§ **SET EXERCISE**
Provide an exact reproduction of every entry.

<<<<

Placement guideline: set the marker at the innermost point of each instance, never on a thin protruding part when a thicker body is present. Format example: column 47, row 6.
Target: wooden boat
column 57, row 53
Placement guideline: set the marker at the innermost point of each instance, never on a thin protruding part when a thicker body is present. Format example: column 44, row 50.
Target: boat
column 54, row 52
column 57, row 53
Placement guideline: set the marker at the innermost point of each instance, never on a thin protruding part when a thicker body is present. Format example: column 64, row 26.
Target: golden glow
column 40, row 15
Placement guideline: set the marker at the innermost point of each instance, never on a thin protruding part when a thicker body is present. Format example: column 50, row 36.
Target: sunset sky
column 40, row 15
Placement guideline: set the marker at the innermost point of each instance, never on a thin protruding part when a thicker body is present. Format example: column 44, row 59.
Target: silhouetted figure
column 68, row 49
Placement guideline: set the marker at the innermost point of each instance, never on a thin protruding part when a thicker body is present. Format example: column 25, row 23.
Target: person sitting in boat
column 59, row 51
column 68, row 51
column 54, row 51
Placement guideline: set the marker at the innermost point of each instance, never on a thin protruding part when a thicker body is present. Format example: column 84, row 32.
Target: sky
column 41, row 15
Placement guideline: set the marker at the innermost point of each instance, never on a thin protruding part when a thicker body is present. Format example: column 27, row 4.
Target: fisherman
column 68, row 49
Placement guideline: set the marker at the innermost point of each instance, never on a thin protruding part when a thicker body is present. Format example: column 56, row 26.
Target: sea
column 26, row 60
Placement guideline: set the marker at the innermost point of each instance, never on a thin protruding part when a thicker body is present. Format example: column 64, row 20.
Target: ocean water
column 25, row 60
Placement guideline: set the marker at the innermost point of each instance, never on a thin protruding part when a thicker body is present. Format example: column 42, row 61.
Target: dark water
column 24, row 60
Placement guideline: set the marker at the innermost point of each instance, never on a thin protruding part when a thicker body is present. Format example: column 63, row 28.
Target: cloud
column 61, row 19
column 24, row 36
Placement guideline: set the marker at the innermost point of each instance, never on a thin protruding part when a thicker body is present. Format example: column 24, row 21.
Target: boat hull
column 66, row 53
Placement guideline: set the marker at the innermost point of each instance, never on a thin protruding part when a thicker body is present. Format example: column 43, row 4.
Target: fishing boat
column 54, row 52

>>>>

§ **RIGHT ANSWER**
Placement guideline: set the marker at the innermost point of each instance, never on a thin protruding part when a thicker body is present. Format example: column 47, row 6.
Target: wooden boat
column 57, row 53
Placement guideline: set the marker at the innermost point of each instance, never on a thin protruding part when a thicker body is present. Format example: column 44, row 50.
Target: boat
column 54, row 52
column 57, row 53
Placement guideline: set the marker at the innermost point of each instance, never on a thin protruding part when a thicker body is present. Format example: column 64, row 26.
Target: golden glow
column 40, row 15
Placement guideline: set the marker at the innermost point of each instance, never on a thin protruding part when a thicker body is present. Format example: column 50, row 36.
Target: sunset sky
column 40, row 15
Placement guideline: set the marker at the innermost point of each instance, never on a thin protruding part when a thicker body is present. Format example: column 44, row 59.
Target: silhouetted figure
column 68, row 49
Placement guideline: set the marker at the innermost point of each instance, never on a thin protruding part when a thicker body is present. Format example: column 25, row 23.
Target: person sitting in boat
column 59, row 51
column 68, row 51
column 54, row 51
Placement guideline: set the marker at the innermost point of each instance, never on a thin protruding part when a thicker body is present. Format example: column 84, row 32.
Target: sky
column 41, row 15
Placement guideline: set the marker at the innermost point of each instance, never on a thin protruding part when a thicker body is present. Format example: column 27, row 4.
Target: fisherman
column 68, row 49
Placement guideline: set the marker at the innermost point of each instance, never on a thin protruding part when a thicker body is present. Format example: column 56, row 26.
Target: sea
column 26, row 60
Placement guideline: set the marker at the innermost point of each instance, never on a thin protruding part when a thicker body is present. Format example: column 64, row 20.
Target: ocean water
column 25, row 60
Placement guideline: set the marker at the innermost point of each instance, never on a thin protruding part when a thicker body is present. Format example: column 42, row 61.
Target: dark water
column 24, row 60
Placement guideline: set the marker at the innermost point of each instance, never on a thin protruding part when a thicker body is present. Format example: column 63, row 28.
Target: cloud
column 61, row 19
column 24, row 36
Placement guideline: set the marker at the innermost point of each instance, never on a thin protruding part when a thicker body is present. Format example: column 24, row 21.
Target: boat hull
column 66, row 53
Placement guideline: set the marker at the innermost point of each instance, never on a thin protruding part when a thicker body is present. Format example: column 43, row 4.
Target: fishing boat
column 54, row 52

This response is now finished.